Multiple FBI whistleblowers have stepped up in recent days to tell the House Judiciary Committee that high-ranking FBI officials are targeting conservative agents—particularly those with military backgrounds—and are trying to force them out of the Bureau.
Last week, at least three FBI whistleblowers told lawmakers on the House Judiciary Committee that security clearances were revoked from personnel based on religious or politically conservative beliefs, according to the Washington Times’ Kerry Picket.
One of the whistleblowers reportedly told Congress that FBI executives targeted current employees associated with former FBI employees who were interviewed in the documentary “Police State.”
The movie, co-created by conservative author and filmmaker Dinesh D’Souza and produced by talk radio host Dan Bongino, features former FBI agents Kyle Seraphin and Steven Friend and accuses Democratic Party leaders, and top officials in the FBI, CIA and Justice Department, of censoring, harassing and imprisoning their political opponents.

Data under study:

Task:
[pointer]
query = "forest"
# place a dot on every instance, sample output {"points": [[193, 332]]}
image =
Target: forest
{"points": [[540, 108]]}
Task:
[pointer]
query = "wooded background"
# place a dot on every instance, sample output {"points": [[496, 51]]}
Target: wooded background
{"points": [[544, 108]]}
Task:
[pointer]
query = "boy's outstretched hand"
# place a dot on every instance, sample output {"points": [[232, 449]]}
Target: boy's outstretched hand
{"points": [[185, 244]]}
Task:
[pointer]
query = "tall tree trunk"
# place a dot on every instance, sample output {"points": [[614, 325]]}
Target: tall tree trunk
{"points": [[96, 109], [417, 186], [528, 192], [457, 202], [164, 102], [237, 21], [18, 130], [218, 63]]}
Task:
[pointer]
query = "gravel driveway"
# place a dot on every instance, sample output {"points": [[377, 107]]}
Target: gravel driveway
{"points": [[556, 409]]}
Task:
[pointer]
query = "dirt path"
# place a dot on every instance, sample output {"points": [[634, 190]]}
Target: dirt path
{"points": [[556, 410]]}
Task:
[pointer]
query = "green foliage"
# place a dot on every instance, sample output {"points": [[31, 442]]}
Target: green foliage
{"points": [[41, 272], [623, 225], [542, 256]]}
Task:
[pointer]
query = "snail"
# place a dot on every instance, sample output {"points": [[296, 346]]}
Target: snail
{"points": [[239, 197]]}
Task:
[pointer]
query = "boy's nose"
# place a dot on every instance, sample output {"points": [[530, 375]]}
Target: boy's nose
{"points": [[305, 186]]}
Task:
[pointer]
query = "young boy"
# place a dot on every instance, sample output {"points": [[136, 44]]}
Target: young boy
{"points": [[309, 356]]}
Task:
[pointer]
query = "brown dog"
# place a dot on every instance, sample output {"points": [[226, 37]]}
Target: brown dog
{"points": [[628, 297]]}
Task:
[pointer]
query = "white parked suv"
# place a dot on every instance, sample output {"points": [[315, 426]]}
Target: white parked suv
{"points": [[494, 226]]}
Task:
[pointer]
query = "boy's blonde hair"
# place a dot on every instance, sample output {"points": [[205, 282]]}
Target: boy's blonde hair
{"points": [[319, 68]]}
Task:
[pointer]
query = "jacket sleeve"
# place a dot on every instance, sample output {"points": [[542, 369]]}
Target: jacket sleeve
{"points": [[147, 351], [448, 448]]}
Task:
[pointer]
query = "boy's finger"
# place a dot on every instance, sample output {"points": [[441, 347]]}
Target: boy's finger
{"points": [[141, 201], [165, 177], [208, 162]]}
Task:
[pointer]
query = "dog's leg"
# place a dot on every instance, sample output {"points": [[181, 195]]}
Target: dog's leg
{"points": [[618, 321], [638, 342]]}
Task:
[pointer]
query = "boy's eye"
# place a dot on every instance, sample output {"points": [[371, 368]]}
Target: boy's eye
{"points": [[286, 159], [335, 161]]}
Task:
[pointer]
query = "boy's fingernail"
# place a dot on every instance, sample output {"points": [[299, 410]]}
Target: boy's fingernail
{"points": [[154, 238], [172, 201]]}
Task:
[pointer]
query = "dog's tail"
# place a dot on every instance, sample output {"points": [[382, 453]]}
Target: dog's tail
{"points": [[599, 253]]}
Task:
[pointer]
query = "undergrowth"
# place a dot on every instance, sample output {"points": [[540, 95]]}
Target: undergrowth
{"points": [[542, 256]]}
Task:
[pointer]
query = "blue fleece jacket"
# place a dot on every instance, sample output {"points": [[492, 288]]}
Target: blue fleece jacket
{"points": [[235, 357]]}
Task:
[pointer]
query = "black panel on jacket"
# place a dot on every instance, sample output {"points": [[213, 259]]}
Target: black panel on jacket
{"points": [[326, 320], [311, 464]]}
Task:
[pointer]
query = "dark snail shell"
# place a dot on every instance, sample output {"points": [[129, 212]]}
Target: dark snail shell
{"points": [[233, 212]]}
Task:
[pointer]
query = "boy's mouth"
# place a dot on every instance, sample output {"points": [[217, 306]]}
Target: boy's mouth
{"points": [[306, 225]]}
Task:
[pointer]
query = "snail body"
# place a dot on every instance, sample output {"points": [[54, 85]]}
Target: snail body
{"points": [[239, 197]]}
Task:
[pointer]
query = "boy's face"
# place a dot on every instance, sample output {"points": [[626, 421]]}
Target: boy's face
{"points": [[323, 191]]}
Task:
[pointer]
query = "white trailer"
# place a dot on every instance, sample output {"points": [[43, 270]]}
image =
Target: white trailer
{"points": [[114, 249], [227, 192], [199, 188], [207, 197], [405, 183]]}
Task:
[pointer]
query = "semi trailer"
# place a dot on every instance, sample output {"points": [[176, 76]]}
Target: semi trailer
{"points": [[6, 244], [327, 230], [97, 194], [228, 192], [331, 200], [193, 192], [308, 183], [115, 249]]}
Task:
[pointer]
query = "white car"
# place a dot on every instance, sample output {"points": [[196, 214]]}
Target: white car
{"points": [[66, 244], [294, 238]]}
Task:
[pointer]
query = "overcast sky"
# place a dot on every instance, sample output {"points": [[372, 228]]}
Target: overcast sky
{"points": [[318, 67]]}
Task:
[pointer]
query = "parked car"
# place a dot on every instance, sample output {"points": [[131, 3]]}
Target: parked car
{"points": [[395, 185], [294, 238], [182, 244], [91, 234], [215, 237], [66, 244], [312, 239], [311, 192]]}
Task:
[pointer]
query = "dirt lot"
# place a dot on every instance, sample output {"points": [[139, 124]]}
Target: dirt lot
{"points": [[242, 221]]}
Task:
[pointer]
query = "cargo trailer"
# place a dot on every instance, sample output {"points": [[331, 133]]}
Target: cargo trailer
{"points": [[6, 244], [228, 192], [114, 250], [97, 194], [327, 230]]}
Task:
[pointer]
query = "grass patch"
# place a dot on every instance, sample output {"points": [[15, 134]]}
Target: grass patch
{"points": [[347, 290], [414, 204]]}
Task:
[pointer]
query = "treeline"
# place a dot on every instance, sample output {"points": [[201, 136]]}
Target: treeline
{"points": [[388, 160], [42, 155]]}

Actions to take:
1: In the FBI whistleblower article, who produced the documentary "Police State"?
2: Please print everything in the FBI whistleblower article from "Multiple FBI whistleblowers" down to "of the Bureau.".
The records above are separate material with no connection to the FBI whistleblower article.

Answers provided:
1: Talk radio host Dan Bongino produced it.

2:
Multiple FBI whistleblowers have stepped up in recent days to tell the House Judiciary Committee that high-ranking FBI officials are targeting conservative agents—particularly those with military backgrounds—and are trying to force them out of the Bureau.